### DIRECTIVE
Return every line of the records below verbatim, with no changes.

(Stored data entries)
=-=-=

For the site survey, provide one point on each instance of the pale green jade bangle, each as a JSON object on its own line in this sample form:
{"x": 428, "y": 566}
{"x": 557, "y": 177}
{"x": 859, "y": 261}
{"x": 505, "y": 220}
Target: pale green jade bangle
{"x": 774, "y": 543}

=-=-=

### THE SOLUTION
For the site survey, provide one point on each instance of the pale green jade bangle, each as a JSON object on its own line in this sample form:
{"x": 428, "y": 566}
{"x": 557, "y": 177}
{"x": 859, "y": 261}
{"x": 505, "y": 220}
Target: pale green jade bangle
{"x": 774, "y": 543}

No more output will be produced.